## EXCERPT TO READ

::::::

In slip and fall cases, comparative negligence has to do with whether the plaintiff was negligent in connection with the accident. Comparative negligence compares the degree of fault between the plaintiff and the defendant. Although property owners have a duty to keep property safe from dangerous conditions that could cause injuries, that doesn’t always mean that the owner was negligent if injuries occur.

Property owners have a duty to provide reasonable care and protect invited parties from unreasonable risks of harm. If a person suffers injuries on the property due to a breach of this duty, the owner can be held liable for injuries. The accident victim must prove that the property owner knew, or should have known that the property was unsafe, and failed to take reasonable steps to repair the problems.

In some slip and fall accidents, the victim may contribute to his/her own injury by lack of attention or outside distractions. In such cases, the rules of comparative negligence may be used by the court to determine the percentage of fault between the injured party and the property owner. A court or insurance company will only determine the injury victim’s comparative negligence after it determines the property owner’s liability. If the property owner is not determined negligent, comparative negligence will not be used. However, if the property owner is proven negligent, the court will use comparative negligence to determine the degree of liability. In slip and fall cases where the defendant and the plaintiff are both at fault, the court has to compare each party’s percentage of liability.

The plaintiff’s degree of fault will reduce the amount of his/her awarded damages. For example, if the court awards total damages of $100,000 and the plaintiff is found to be 40 percent at fault, recovery will be reduced by 40 percent, awarding the plaintiff $60,000.

::::::

## DIRECTIONS
**1.** Answer these from the comparative negligence excerpt, one per line:
(a) What must the accident victim prove about the property owner?
(b) When will comparative negligence not be used?
(c) In the example, how much is the plaintiff awarded?
**2.** Write out the part of the comparative negligence excerpt that begins at the words "In slip and fall cases, comparative" and stops after "if injuries occur.".
Use only the comparative negligence excerpt.

## RECORDS SUPPLIED
::::::

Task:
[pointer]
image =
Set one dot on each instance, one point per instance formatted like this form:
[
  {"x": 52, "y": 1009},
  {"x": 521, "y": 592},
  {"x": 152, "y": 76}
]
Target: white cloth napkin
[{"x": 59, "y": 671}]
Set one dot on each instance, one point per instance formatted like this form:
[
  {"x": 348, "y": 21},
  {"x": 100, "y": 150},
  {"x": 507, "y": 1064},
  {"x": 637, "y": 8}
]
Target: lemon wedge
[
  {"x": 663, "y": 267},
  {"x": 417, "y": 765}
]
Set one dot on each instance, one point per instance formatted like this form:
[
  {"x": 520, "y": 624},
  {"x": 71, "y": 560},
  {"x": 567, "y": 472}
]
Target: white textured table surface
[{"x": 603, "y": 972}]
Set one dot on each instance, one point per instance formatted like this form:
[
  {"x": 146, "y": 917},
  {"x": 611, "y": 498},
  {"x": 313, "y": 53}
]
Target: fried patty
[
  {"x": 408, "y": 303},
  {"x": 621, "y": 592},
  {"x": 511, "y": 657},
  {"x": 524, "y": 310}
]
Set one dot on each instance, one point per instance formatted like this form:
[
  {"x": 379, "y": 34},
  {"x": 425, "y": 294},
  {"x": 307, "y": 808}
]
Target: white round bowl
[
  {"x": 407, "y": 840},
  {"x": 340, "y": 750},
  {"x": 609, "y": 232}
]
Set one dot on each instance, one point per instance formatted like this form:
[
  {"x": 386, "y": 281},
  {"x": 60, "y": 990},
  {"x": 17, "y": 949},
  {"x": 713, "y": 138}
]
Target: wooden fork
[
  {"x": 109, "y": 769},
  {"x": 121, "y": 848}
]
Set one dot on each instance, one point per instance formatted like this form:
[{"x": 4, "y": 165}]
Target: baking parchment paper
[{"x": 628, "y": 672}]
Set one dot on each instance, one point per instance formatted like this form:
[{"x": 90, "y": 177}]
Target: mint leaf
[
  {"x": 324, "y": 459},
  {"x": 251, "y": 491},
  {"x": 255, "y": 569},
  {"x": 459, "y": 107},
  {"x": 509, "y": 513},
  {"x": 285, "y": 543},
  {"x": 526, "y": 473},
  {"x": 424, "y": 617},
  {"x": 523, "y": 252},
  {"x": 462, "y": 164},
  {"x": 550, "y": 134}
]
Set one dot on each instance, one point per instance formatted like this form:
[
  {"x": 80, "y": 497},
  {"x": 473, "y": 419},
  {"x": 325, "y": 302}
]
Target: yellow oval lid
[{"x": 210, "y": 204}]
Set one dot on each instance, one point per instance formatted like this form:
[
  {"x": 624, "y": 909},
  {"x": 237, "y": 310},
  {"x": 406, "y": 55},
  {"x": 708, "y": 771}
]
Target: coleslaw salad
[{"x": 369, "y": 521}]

::::::

## SOLUTIONS TO THE PROBLEMS
**1.**
(a) That the property owner knew, or should have known, that the property was unsafe, and failed to take reasonable steps to repair the problems.
(b) If the property owner is not determined negligent.
(c) $60,000.

**2.**
In slip and fall cases, comparative negligence has to do with whether the plaintiff was negligent in connection with the accident. Comparative negligence compares the degree of fault between the plaintiff and the defendant. Although property owners have a duty to keep property safe from dangerous conditions that could cause injuries, that doesn’t always mean that the owner was negligent if injuries occur.